Text passage:
Revised Offer Letter of August 5, 1999
- --------------------------------------

August 17, 1999


Mr. Jon Sherburne
12443 De Sanka Avenue
Saratoga, CA 95070

Dear Jon:

On behalf of Centillium Technology Corporation, (the "Company"), I am pleased to
offer you the position of Vice President Sales.  You will be reporting A. Travis
White, President and CEO of the Company:

The following components make up your salary structure during fiscal year 1999:

     .    Base salary:     $140,000.00
     .    Commission:      $40,000.00, paid quarterly based on achieving 100%
          of plan. Commission will be capped at 25% over plan.
     .    MBO's (5):       $20,000.00, paid annually.
     .    Sign on Bonus:   $10,000.00, will be paid after thirty days of
          employment. If you leave the organization before one year of
          continuous service, you will be required to pay back the bonus, in
          full.
Your base salary will be payable in accordance with the Company's standard
payroll policies (subject to normal required withholding). You will accrue 3.69
hours vacation/personal time per pay period, totaling twelve days paid vacation
annually. Your salary will be paid on a bi-weekly basis. All company benefits
begin on the 1/st/ day of the following month from your employment date.

Available data:
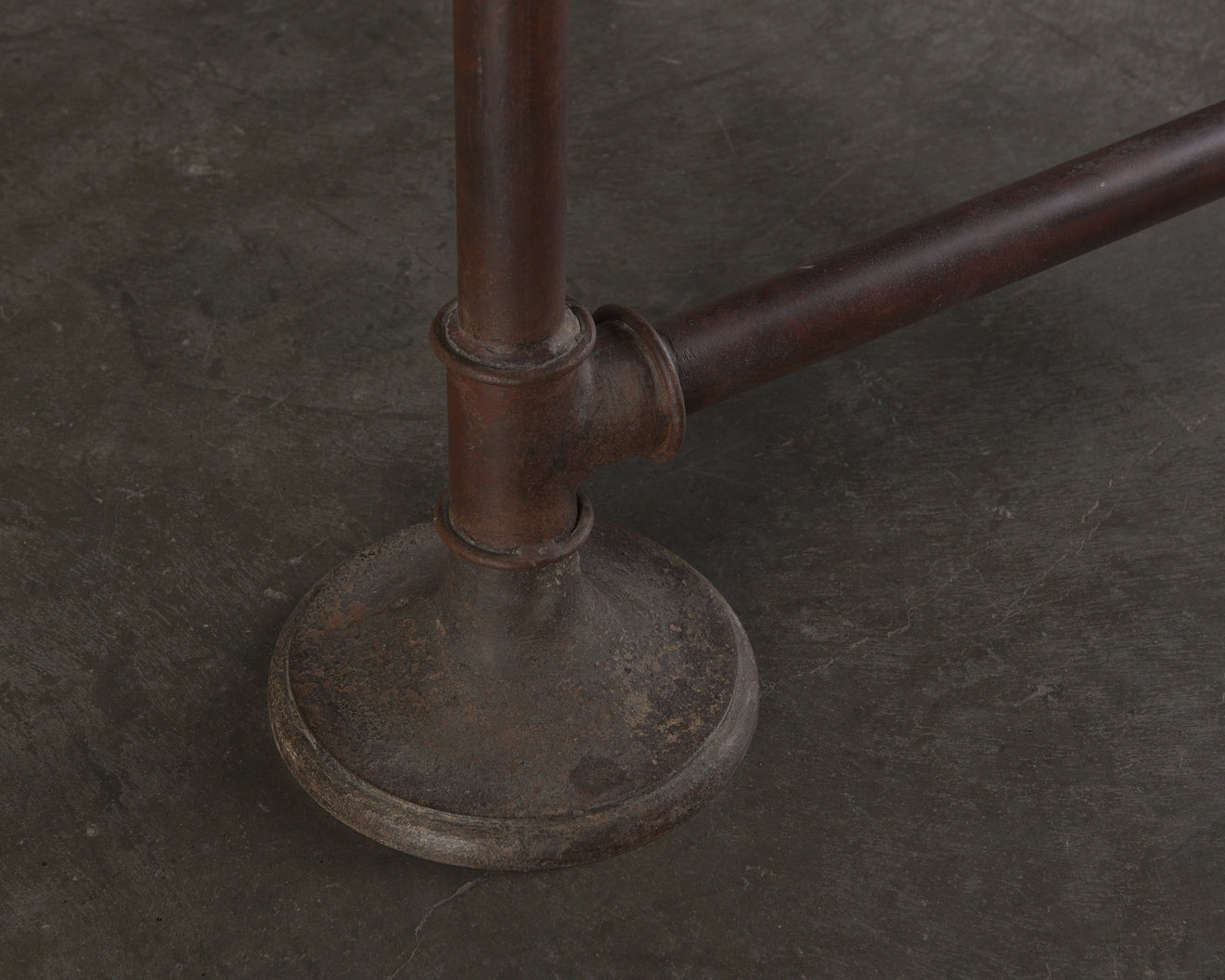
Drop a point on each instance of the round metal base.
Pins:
(512, 719)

What to produce: Reproduce the offer letter verbatim, from its heading through its final line. The material comes from a source separate from the offer letter.

Problem solution:
Revised Offer Letter of August 5, 1999
- --------------------------------------

August 17, 1999


Mr. Jon Sherburne
12443 De Sanka Avenue
Saratoga, CA 95070

Dear Jon:

On behalf of Centillium Technology Corporation, (the "Company"), I am pleased to
offer you the position of Vice President Sales.  You will be reporting A. Travis
White, President and CEO of the Company:

The following components make up your salary structure during fiscal year 1999:

     .    Base salary:     $140,000.00
     .    Commission:      $40,000.00, paid quarterly based on achieving 100%
          of plan. Commission will be capped at 25% over plan.
     .    MBO's (5):       $20,000.00, paid annually.
     .    Sign on Bonus:   $10,000.00, will be paid after thirty days of
          employment. If you leave the organization before one year of
          continuous service, you will be required to pay back the bonus, in
          full.
Your base salary will be payable in accordance with the Company's standard
payroll policies (subject to normal required withholding). You will accrue 3.69
hours vacation/personal time per pay period, totaling twelve days paid vacation
annually. Your salary will be paid on a bi-weekly basis. All company benefits
begin on the 1/st/ day of the following month from your employment date.